→ Document segment

· · · · · · ·

Saturday, September 14, 2013

To Grieve for a Pet...

 

This week, we said goodbye to our sweet Ellie.  Ellie was our unexpected dog that we adopted just under 3 years ago.  She was the dog Matt found to be a "reading dog" for our kiddos.  She had been rescued by our vet from being put down when she could not breed anymore.  So we welcomed our worn out old mama dog into our home and she fast became part of the personality of our family. We kind of winced every once in awhile when we realized how much we loved her and the fact that we also knew the majority of her years were already over when she joined us.  We unfortunately were right in that we did not get as many years as we would have liked with her.

Ellie's liver was failing, a few months ago she started going through bouts of not eating(which for this mama dog was a very big warning sign-Ellie loved food!)  Around that time took her in and got her treated for another chronic ear infection.  Looking back, I think the antibiotics for the ear infection may have just prolonged her life a bit and given us a few more months with her, because she did begin eating again.  But when she started not eating again this past week, I began watching much closer to everything else.  Sure enough, she began drinking excessively and then would loose all of it.  She was not even able to hold down water due to the extreme nausea she was experiencing.  The final thing that brought us to the vet was how jaundiced she became.  I couldn't even keep the tears from flowing when our vet looked in her mouth, it was that moment you know what the inevitable is and there is no more second guessing.

· · · · · · ·

[Natural-language object grounding entries]
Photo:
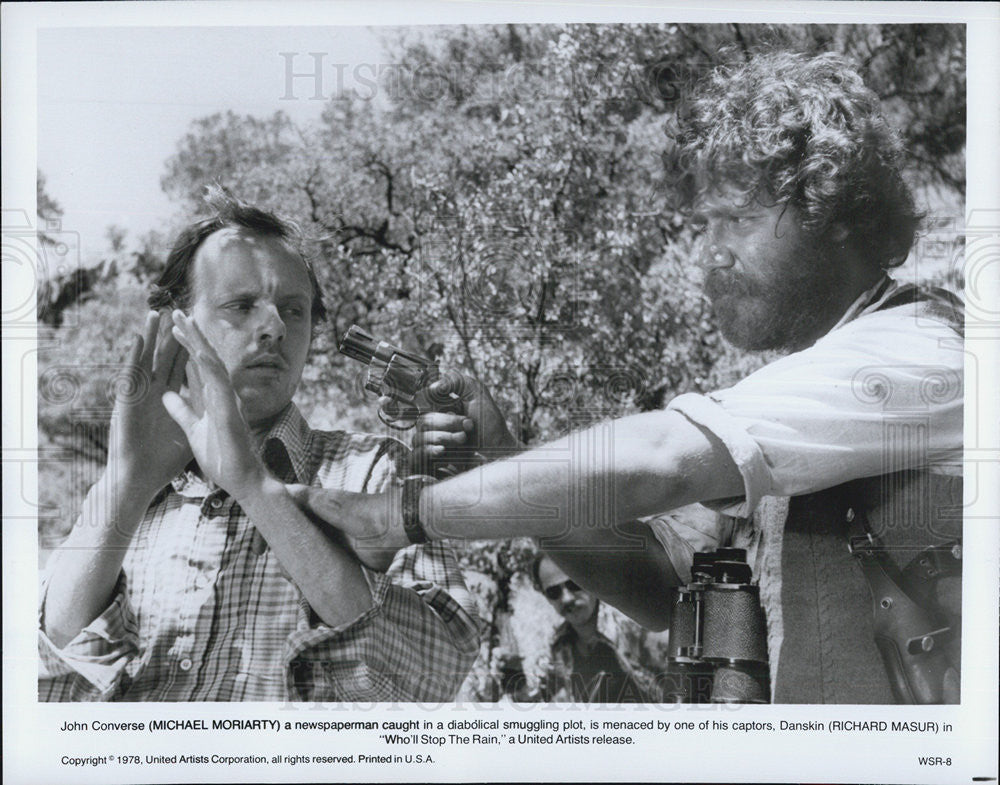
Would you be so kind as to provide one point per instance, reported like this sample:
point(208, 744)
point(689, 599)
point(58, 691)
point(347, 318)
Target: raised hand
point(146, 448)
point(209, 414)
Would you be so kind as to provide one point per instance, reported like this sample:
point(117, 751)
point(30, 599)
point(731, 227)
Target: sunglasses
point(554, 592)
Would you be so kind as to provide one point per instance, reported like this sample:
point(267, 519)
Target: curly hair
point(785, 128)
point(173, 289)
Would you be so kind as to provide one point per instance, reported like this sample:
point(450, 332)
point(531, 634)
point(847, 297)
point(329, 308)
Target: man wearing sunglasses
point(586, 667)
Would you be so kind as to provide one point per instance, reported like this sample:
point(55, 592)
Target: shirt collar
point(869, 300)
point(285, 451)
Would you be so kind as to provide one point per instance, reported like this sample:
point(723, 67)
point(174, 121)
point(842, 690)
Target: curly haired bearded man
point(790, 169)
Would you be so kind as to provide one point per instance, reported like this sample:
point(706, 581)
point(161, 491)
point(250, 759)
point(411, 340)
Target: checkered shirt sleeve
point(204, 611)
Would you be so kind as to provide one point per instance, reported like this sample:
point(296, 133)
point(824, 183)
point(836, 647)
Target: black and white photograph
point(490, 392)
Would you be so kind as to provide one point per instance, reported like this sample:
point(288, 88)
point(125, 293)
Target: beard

· · · · · · ·

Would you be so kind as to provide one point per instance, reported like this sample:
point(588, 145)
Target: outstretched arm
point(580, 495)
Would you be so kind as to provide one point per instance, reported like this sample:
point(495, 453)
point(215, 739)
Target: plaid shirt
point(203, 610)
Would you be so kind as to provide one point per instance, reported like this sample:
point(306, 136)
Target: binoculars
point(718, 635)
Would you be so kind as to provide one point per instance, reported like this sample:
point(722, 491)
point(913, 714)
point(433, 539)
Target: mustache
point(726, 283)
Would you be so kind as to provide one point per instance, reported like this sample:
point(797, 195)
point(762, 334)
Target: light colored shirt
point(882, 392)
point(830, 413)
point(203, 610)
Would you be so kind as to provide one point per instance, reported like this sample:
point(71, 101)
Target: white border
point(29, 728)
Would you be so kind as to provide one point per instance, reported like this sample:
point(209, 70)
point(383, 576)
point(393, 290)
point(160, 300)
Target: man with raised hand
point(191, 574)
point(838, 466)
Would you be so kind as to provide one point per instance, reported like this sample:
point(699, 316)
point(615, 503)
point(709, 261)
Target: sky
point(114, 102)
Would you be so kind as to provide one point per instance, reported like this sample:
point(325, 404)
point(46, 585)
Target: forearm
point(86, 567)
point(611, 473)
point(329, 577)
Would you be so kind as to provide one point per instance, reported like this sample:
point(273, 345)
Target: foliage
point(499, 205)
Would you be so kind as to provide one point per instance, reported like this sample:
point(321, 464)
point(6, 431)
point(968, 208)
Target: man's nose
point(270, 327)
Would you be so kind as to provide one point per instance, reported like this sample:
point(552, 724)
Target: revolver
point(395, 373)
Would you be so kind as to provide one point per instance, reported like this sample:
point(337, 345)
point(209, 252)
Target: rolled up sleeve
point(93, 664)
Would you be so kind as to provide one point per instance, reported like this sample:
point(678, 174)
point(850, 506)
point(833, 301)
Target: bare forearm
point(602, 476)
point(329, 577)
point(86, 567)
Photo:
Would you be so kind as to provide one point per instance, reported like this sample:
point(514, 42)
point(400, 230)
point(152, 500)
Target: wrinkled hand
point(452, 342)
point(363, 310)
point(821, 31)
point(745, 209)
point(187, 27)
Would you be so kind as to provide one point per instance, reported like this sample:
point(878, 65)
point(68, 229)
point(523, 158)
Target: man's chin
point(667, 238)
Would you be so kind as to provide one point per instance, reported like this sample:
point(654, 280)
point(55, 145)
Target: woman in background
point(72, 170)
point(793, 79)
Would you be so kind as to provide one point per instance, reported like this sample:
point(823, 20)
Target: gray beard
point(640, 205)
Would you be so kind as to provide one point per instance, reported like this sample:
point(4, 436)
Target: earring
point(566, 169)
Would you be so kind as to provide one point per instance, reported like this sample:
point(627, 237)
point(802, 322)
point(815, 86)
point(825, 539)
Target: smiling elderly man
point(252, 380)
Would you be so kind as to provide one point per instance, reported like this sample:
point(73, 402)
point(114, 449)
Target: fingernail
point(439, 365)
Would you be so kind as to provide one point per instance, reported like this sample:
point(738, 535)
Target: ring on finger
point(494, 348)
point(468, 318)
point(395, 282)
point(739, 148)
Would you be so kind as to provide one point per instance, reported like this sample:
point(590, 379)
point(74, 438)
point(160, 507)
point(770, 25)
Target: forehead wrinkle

· · · · · · ·

Return the stretch of the post about Ellie above, from "To Grieve for" through "liked with her.", copied word for word.

To Grieve for a Pet...

 

This week, we said goodbye to our sweet Ellie.  Ellie was our unexpected dog that we adopted just under 3 years ago.  She was the dog Matt found to be a "reading dog" for our kiddos.  She had been rescued by our vet from being put down when she could not breed anymore.  So we welcomed our worn out old mama dog into our home and she fast became part of the personality of our family. We kind of winced every once in awhile when we realized how much we loved her and the fact that we also knew the majority of her years were already over when she joined us.  We unfortunately were right in that we did not get as many years as we would have liked with her.